CNN for Very Fast Ground Segmentation in Velodyne LiDAR Data

欢迎访问我的个人博客: zengzeyu.com

前言


原文章请见参考文献: CNN for Very Fast Ground Segmentation in Velodyne LiDAR Data.PDF
本文提出了一种新型的去地面点云方法。一种对3D点云数据编码来给CNN进行训练,最后来分割地面点云的方法。

地面点分割方法


训练数据说明


首先说明,根据Velodyne HDL-64E 生成的KITTI原始点云数据分析得知,每一帧点云尺寸大概为 64x4500,本文每一帧数据为 64x360 ,所以要对原始数据进行降采样。在每一帧点云中,每一线激光绕中心旋转一圈得到的点云按照 的归类分为 360 份,每一份点云的信息提取某一个点或者平均信息作为点代表,代表点的特征和 label 填入格子中生成CNN所需训练数据。每个点 label 进行二分类,分为地面点和分地面点。点特征包括 P = [Px, Py, Pz, Pi, Pr] ([ 坐标x, 坐标y, 坐标z, 反射强度intensity, 距离range ])。

A. 数据准备(Encoding Sparse 3D Data Into a Dense 2D Matrix)


为了将稀疏的3D点云数据应用的2D的CNN中,本文将其编码为2D的多信号通道数据储存在矩阵 M 中,如下图所示。

image.png

矩阵M尺寸为 64x360 ,降采样过程中,对一个格子内多个点进行平均取值作为代表。同时为了简化数据,[x,z] 计算得到的值代表距离,因为本文默认 Y 轴为高度方向,所以 x, z 值为对偶,可以采取此种方式进行简化数据。对于空格子,则从临近格子进行线性插值来生成该格子内值。

image.png

B. 训练数据集(Training Dataset)


训练数据集的重要性不容多说,本文自行开发了基于人工种子点选取的点云分割工具(semiautomatic tool for ground annotation),原理参考图像中的区域增长算法,只不过此处将点之间距离作为判断条件代替灰度值,同时发现当上下限为[0.03, 0.07]米时分割效果最好。选取了KITTI不同场景下共252帧点云作为人工分割数据,将分割好的数据按照7:3比例分为[训练集,评价集]
由于上面得到的数据量太少,所以本文又通过其他一些方法对剩下的19k帧数据,生成了训练所需数据集,基与点云特征有:最低高度,高度变化值,两线激光点云之间的距离和高度差。本文也尝试过自动生成数据(artificial 3D LiDAR data),但是效果较差。

C. 网络结构以及训练方法(Topology and Training of the Proposed Networks)


因为生成的训练数据较少,所以只采用浅层的CNN网络结构(shallow CNN architectures),类型为全卷积(fully convolutional)。卷基层和反卷基层都包含非线性的ReLU神经元(ReLU non-linearities),采用梯度下降方法进行训练。网络结构如下图所示:

image.png

上文 A. 中得到的矩阵 M 作为网络输入,因为是逐点(pixel)进行分类,所以网络的输出尺寸与输入尺寸相同,根据分类: ground = 1,其余点根据softmax函数概率映射进行输出。反卷积层(Deconvolutional
layers,广泛应用于语义分割(semantic segmentation)领域)在本文提出的4个网络结构中的中3个都有应用,其中包括效果最好的 L05+deconv (上图中第一个)。

CNN的输入数据先要进行归一化(normalize)和剪裁(rescale),高度方面KITTI数据集将 3m 以上的数据进行了滤波处理,深度 d 通道方面则使用 log 进行归一化处理。

image.png

image.png

实验结果


image.png

————————————————————————————————

Caffe代码复现


本文着手于复现 L05+deconv 网络的训练和预测。
image.png

Caffe 代码一共包含 5 个文件,其中 3Python 文件,以及自动生成的 2prototxt 文件。
Python:
- pcl_data_layer.py: 读取数据层类
- net.py: CNN网络结构配置
- solve.py: 求解器参数配置

prototxt:
- pcl_train.prototxt: 网络结构文件,由net.py自动生成
- solve.prototxt: 求解配置文件,由solve.py自动生成

pcl_data_layer.py

import caffe
import numpy as np
import random
import os
import matplotlib.pyplot as plt
import sys
from enum import Enum

class pointInfo(Enum):
    row = 0
    col = 1
    height = 2
    range = 3
    mark = 4

class PCLSegDataLayer(caffe.Layer):

    def setup(self, bottom, top):

        params = eval(self.param_str)

####

== 任务指令 ==
请将激光雷达地面分割这篇文章中从“A. 数据准备(Encoding Sparse”开始、一直到“B. 训练数据集(Training Dataset)”为止的部分重新写出，并把其中的“矩阵”替换为“阵列”。 这些条目与上面的文章毫无关联。

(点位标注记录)
####

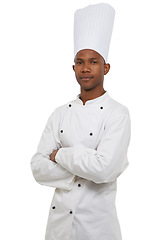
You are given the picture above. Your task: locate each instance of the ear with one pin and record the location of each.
(106, 68)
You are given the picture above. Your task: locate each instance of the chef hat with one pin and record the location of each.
(93, 28)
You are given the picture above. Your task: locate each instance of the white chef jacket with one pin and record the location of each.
(92, 140)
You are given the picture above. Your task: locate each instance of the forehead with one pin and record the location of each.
(88, 53)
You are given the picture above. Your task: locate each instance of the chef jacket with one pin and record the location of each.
(92, 140)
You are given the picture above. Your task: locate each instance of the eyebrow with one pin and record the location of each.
(83, 59)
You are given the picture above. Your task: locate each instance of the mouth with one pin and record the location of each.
(86, 78)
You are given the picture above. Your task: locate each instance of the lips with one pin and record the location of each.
(86, 78)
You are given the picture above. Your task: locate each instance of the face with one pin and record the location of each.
(90, 69)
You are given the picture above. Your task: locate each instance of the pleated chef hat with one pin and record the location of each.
(93, 28)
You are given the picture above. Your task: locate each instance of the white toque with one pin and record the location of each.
(93, 28)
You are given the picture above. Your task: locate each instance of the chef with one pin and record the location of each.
(83, 148)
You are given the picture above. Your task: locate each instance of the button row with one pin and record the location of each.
(71, 212)
(71, 106)
(91, 134)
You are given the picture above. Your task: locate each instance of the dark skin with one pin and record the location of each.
(89, 69)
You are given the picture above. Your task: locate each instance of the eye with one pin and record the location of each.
(94, 62)
(79, 62)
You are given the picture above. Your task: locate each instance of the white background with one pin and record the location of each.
(36, 57)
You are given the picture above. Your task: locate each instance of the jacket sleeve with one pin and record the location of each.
(109, 160)
(44, 170)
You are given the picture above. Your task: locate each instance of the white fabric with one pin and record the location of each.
(93, 141)
(93, 28)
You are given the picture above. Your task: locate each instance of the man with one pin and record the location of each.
(84, 146)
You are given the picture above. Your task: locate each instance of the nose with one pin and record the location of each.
(85, 68)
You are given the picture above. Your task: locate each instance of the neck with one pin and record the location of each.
(90, 95)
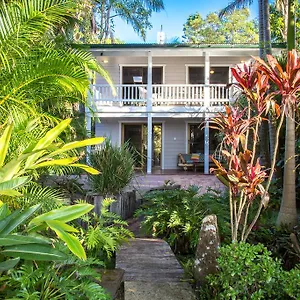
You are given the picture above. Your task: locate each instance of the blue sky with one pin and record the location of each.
(172, 19)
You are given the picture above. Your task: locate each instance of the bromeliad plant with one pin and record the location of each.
(243, 173)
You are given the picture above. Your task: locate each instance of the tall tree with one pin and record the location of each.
(265, 48)
(97, 18)
(278, 24)
(288, 209)
(232, 29)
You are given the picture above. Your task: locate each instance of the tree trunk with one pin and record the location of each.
(261, 30)
(266, 26)
(288, 210)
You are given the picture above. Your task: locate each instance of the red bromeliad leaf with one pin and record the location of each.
(288, 80)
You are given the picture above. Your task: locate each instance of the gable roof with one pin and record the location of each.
(175, 46)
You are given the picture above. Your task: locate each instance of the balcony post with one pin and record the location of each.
(206, 79)
(149, 115)
(206, 146)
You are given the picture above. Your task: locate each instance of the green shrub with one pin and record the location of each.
(103, 234)
(116, 165)
(174, 215)
(72, 279)
(249, 272)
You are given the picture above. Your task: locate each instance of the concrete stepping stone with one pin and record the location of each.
(152, 271)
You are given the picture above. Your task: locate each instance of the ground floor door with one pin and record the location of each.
(137, 137)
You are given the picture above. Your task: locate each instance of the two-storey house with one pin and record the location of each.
(165, 97)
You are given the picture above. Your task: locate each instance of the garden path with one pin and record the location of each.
(143, 182)
(152, 271)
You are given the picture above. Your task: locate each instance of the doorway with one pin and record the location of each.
(137, 137)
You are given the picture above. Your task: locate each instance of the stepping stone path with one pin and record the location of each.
(152, 271)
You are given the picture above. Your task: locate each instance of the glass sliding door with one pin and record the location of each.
(137, 137)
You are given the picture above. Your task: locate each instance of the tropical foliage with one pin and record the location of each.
(243, 173)
(71, 279)
(174, 215)
(278, 24)
(38, 73)
(97, 18)
(103, 234)
(232, 29)
(116, 166)
(241, 277)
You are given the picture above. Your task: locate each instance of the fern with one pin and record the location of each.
(104, 234)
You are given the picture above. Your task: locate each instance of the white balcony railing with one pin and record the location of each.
(162, 95)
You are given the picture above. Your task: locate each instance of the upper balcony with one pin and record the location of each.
(165, 98)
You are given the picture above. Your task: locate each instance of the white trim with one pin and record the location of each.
(142, 65)
(187, 70)
(211, 66)
(120, 134)
(162, 164)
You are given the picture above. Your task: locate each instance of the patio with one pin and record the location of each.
(143, 182)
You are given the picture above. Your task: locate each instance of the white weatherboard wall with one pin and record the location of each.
(174, 135)
(175, 67)
(108, 128)
(174, 141)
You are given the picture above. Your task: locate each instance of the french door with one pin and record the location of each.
(137, 137)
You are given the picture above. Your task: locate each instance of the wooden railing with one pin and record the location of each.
(162, 95)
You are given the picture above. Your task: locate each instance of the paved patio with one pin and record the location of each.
(143, 182)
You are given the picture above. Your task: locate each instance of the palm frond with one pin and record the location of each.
(23, 23)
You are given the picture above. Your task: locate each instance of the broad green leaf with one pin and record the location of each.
(14, 239)
(4, 143)
(64, 214)
(10, 193)
(61, 225)
(44, 142)
(12, 168)
(79, 144)
(86, 168)
(34, 252)
(223, 180)
(71, 241)
(6, 220)
(4, 211)
(55, 162)
(14, 183)
(18, 219)
(8, 264)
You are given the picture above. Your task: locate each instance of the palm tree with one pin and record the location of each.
(38, 77)
(288, 209)
(36, 74)
(97, 18)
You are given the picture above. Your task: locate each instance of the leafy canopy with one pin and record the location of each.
(232, 29)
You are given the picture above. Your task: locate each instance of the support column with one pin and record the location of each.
(206, 79)
(206, 146)
(149, 114)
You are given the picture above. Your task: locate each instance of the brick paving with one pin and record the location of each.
(143, 182)
(152, 271)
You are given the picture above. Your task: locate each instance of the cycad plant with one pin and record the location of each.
(116, 166)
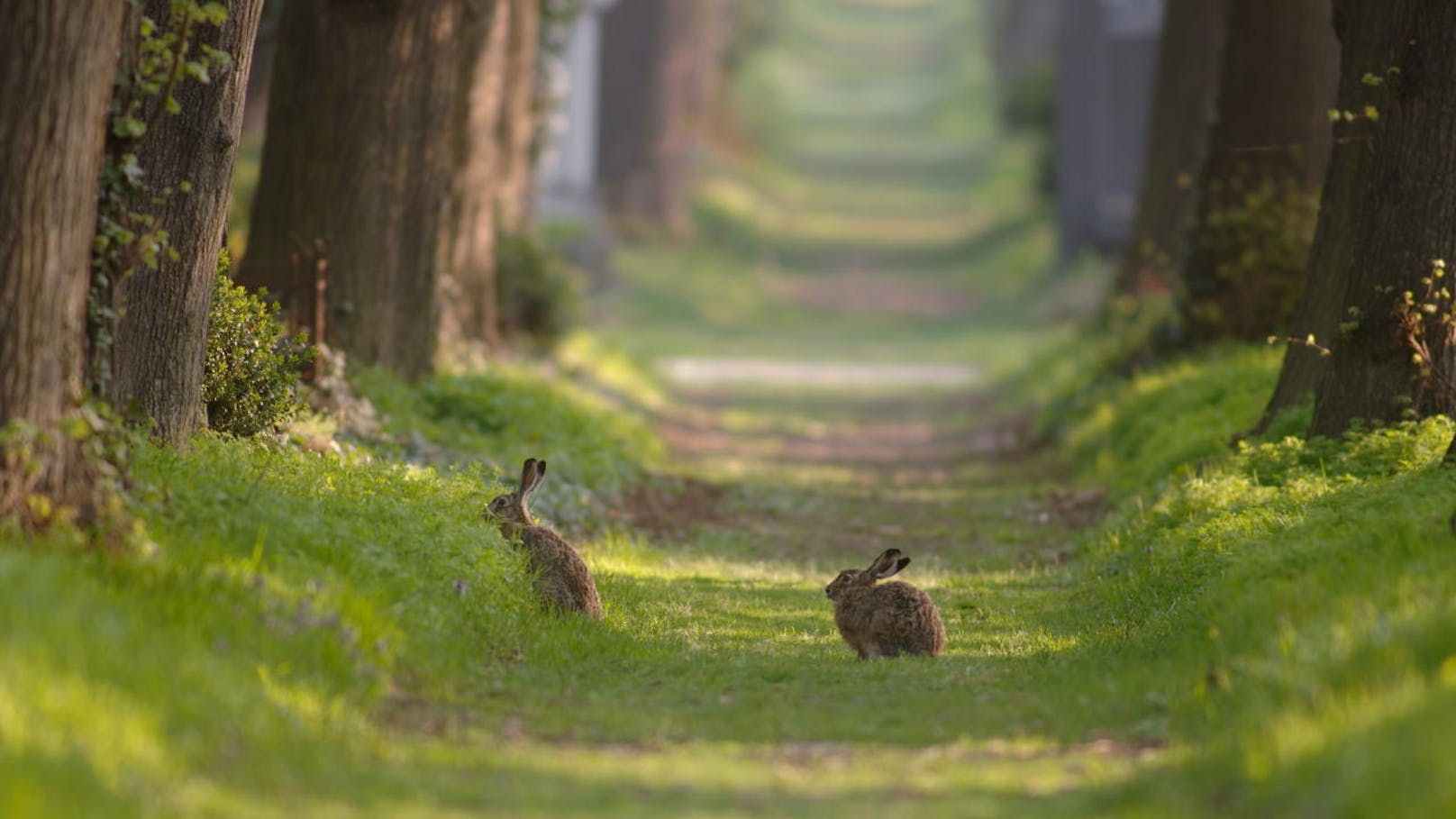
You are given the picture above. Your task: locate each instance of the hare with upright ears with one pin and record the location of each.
(884, 620)
(560, 578)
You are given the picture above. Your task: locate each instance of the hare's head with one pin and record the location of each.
(508, 510)
(888, 563)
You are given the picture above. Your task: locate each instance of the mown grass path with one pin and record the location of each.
(830, 360)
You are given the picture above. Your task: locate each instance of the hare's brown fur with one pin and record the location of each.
(562, 578)
(886, 620)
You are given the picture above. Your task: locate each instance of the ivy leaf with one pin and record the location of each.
(214, 14)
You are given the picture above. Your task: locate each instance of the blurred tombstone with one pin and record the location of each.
(1106, 61)
(569, 172)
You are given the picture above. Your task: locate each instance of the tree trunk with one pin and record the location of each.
(56, 76)
(1269, 152)
(1391, 200)
(160, 339)
(470, 301)
(659, 57)
(359, 168)
(1184, 94)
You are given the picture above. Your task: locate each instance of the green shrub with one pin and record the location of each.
(539, 293)
(250, 384)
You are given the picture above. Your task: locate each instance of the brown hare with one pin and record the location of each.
(884, 620)
(560, 578)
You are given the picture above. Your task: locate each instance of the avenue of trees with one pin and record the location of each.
(1297, 187)
(401, 144)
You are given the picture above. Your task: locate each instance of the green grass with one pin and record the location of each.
(1266, 628)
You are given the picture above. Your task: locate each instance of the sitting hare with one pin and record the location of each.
(560, 578)
(890, 620)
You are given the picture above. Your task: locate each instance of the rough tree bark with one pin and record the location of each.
(517, 132)
(160, 340)
(1269, 152)
(1184, 94)
(1392, 193)
(56, 75)
(470, 302)
(359, 169)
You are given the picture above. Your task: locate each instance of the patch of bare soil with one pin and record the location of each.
(675, 507)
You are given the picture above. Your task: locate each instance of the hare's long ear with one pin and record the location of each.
(538, 476)
(888, 563)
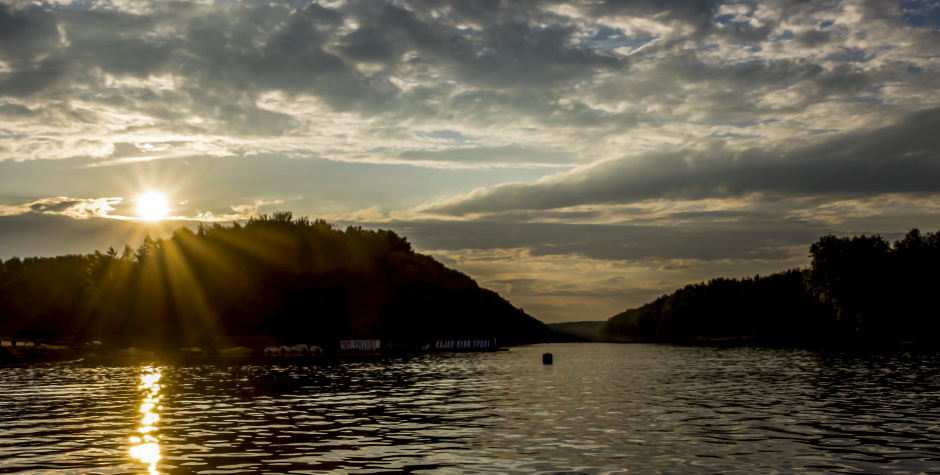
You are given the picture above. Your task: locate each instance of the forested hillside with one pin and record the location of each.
(270, 279)
(857, 290)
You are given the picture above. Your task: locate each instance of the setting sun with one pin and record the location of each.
(152, 206)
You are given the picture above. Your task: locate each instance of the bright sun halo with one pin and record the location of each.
(152, 206)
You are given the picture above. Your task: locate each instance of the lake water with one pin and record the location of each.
(600, 408)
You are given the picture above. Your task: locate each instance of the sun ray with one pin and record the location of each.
(152, 206)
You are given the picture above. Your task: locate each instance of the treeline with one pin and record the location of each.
(857, 290)
(271, 279)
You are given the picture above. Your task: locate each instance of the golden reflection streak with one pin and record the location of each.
(147, 448)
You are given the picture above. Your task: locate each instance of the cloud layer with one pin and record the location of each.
(653, 142)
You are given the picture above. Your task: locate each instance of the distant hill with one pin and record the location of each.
(857, 291)
(272, 279)
(577, 331)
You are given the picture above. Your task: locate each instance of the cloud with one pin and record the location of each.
(897, 158)
(77, 208)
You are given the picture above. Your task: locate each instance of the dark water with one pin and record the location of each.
(599, 409)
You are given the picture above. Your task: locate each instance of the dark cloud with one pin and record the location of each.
(704, 240)
(510, 154)
(900, 158)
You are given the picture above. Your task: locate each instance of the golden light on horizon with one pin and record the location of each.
(152, 206)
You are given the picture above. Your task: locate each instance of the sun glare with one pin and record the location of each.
(152, 206)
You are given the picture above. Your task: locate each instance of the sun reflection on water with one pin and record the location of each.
(146, 448)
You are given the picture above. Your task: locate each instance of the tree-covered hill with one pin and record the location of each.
(270, 279)
(858, 290)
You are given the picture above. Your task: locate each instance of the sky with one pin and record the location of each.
(579, 158)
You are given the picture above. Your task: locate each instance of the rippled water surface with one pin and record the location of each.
(599, 408)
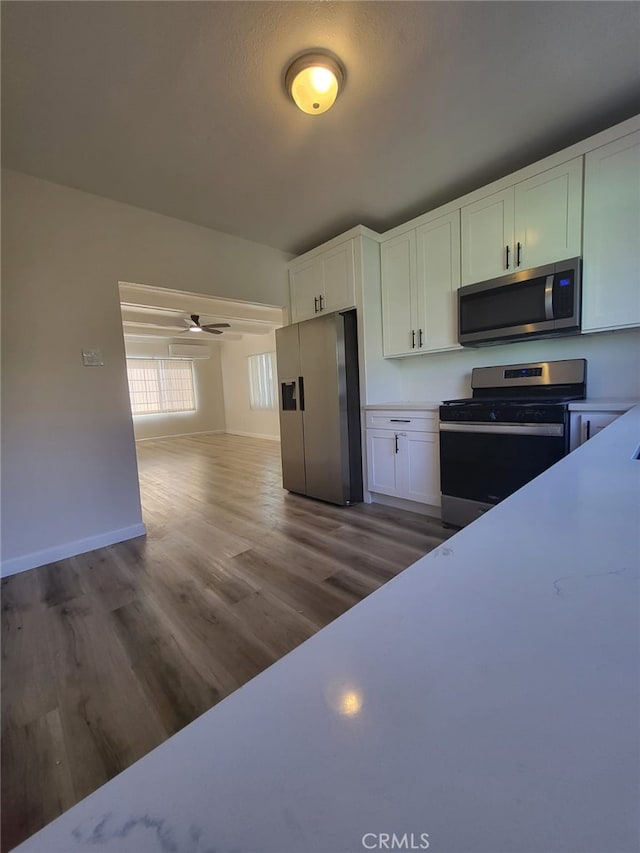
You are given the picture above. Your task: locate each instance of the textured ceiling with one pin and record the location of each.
(179, 107)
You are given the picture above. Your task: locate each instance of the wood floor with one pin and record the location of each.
(106, 655)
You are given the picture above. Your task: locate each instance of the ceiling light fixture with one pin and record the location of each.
(313, 81)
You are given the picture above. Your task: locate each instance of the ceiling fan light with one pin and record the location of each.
(313, 82)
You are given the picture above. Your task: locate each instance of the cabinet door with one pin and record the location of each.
(438, 280)
(487, 237)
(548, 216)
(306, 287)
(611, 259)
(381, 461)
(398, 260)
(338, 280)
(419, 475)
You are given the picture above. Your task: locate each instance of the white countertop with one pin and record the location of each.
(488, 696)
(603, 404)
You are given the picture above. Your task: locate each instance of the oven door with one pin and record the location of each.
(486, 463)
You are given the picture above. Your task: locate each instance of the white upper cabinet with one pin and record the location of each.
(338, 277)
(399, 297)
(438, 276)
(487, 237)
(420, 280)
(306, 286)
(611, 268)
(536, 221)
(322, 283)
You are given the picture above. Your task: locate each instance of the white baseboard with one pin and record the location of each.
(409, 506)
(182, 434)
(253, 435)
(69, 549)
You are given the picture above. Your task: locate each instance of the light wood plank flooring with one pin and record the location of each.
(107, 654)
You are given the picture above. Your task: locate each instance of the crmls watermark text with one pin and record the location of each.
(394, 841)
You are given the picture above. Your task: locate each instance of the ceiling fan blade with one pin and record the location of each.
(209, 326)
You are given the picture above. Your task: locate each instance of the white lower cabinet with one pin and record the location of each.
(419, 463)
(382, 466)
(403, 455)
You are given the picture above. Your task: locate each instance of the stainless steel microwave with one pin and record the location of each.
(541, 302)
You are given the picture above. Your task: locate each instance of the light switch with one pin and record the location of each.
(92, 358)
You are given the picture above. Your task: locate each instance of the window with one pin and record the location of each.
(262, 381)
(160, 385)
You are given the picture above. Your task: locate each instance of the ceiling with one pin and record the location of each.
(179, 107)
(161, 313)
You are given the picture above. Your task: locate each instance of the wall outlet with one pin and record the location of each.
(92, 358)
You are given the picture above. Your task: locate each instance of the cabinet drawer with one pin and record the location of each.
(402, 420)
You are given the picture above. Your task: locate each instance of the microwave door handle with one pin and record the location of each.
(548, 297)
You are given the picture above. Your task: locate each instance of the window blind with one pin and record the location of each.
(160, 385)
(262, 381)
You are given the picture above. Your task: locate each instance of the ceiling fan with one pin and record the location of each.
(212, 328)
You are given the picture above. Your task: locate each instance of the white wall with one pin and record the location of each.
(613, 365)
(239, 418)
(69, 478)
(207, 378)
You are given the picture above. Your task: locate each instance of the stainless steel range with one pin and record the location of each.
(515, 426)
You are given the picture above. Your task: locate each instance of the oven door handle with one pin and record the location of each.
(549, 430)
(548, 297)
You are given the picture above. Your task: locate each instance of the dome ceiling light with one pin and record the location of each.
(313, 81)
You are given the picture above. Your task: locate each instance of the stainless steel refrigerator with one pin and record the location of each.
(320, 408)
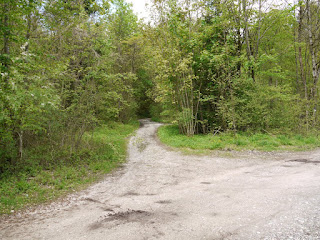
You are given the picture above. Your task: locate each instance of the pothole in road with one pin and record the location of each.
(119, 218)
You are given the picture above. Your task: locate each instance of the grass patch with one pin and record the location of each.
(34, 184)
(169, 134)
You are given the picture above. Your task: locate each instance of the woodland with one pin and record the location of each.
(209, 66)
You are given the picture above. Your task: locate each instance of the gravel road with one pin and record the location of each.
(164, 194)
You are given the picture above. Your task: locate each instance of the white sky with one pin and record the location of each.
(139, 8)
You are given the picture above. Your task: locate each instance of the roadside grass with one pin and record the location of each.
(169, 134)
(34, 184)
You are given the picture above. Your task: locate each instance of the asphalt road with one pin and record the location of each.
(164, 194)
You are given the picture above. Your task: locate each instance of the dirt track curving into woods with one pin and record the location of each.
(163, 194)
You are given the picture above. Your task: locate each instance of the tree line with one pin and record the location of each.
(207, 65)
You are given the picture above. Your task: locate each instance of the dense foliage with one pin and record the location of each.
(208, 65)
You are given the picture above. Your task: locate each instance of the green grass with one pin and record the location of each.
(34, 185)
(169, 134)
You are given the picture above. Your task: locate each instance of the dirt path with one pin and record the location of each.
(162, 194)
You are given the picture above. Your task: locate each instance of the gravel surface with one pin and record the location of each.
(164, 194)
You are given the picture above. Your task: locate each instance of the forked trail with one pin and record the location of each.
(163, 194)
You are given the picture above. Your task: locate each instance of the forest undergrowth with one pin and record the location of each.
(31, 183)
(170, 135)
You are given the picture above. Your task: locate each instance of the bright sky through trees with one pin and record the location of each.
(139, 7)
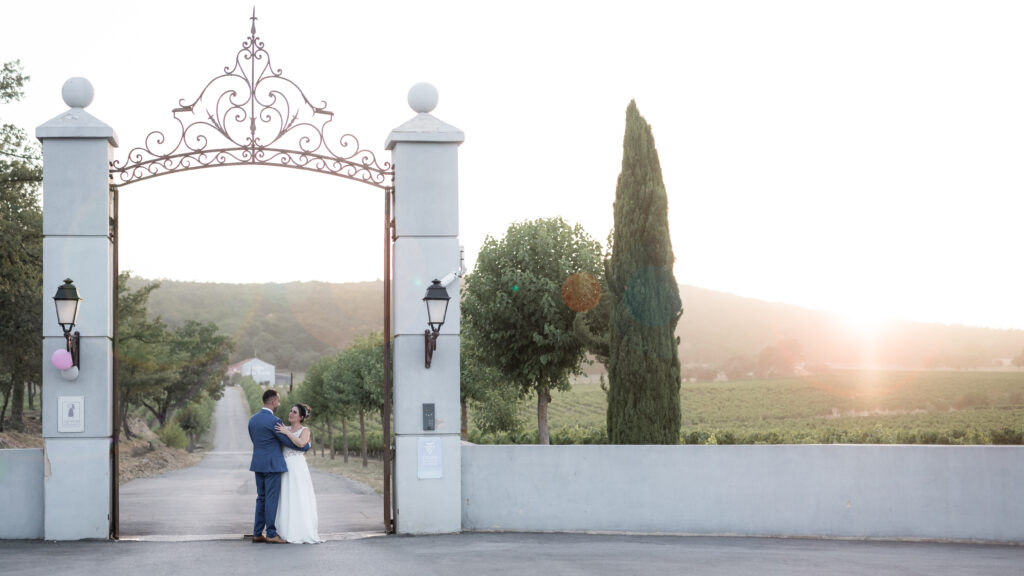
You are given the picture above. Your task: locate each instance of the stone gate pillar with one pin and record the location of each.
(428, 463)
(77, 244)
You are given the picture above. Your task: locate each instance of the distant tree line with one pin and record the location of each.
(20, 259)
(165, 371)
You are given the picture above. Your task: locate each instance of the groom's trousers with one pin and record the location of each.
(267, 494)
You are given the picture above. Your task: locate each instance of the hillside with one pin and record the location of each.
(717, 327)
(291, 325)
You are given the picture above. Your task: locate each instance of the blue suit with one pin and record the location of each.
(268, 463)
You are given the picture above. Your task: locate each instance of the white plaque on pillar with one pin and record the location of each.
(428, 457)
(71, 413)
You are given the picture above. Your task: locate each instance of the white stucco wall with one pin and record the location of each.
(20, 494)
(928, 492)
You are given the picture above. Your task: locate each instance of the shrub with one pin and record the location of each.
(172, 435)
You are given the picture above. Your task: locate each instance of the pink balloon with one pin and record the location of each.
(61, 359)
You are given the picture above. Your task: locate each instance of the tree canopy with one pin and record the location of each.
(513, 305)
(643, 352)
(20, 255)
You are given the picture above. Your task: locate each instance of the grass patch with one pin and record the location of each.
(372, 476)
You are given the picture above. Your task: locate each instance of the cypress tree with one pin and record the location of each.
(643, 363)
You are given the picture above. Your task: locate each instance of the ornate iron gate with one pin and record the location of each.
(253, 115)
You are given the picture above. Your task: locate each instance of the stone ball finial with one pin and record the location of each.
(423, 97)
(77, 92)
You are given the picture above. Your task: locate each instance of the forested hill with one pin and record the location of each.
(291, 325)
(717, 327)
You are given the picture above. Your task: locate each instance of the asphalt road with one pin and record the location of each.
(216, 498)
(517, 554)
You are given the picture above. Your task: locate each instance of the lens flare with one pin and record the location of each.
(582, 291)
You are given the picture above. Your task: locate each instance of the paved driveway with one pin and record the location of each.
(217, 497)
(517, 554)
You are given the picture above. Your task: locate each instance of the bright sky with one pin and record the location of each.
(861, 157)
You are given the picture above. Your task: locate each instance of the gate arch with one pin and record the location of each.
(252, 115)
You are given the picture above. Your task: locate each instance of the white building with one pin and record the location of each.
(261, 372)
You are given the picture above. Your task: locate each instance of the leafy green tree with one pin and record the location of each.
(195, 418)
(513, 306)
(359, 370)
(199, 357)
(142, 351)
(495, 402)
(643, 355)
(324, 396)
(20, 256)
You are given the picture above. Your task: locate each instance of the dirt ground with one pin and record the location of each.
(142, 456)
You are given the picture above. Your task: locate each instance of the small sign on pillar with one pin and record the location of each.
(428, 452)
(71, 413)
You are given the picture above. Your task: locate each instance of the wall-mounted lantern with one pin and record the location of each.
(436, 299)
(67, 301)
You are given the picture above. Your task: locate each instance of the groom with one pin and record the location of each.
(268, 463)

####

== 练习答案 ==
A. 数据准备(Encoding Sparse 3D Data Into a Dense 2D Matrix)


为了将稀疏的3D点云数据应用的2D的CNN中,本文将其编码为2D的多信号通道数据储存在阵列 M 中,如下图所示。

image.png

阵列M尺寸为 64x360 ,降采样过程中,对一个格子内多个点进行平均取值作为代表。同时为了简化数据,[x,z] 计算得到的值代表距离,因为本文默认 Y 轴为高度方向,所以 x, z 值为对偶,可以采取此种方式进行简化数据。对于空格子,则从临近格子进行线性插值来生成该格子内值。

image.png

B. 训练数据集(Training Dataset)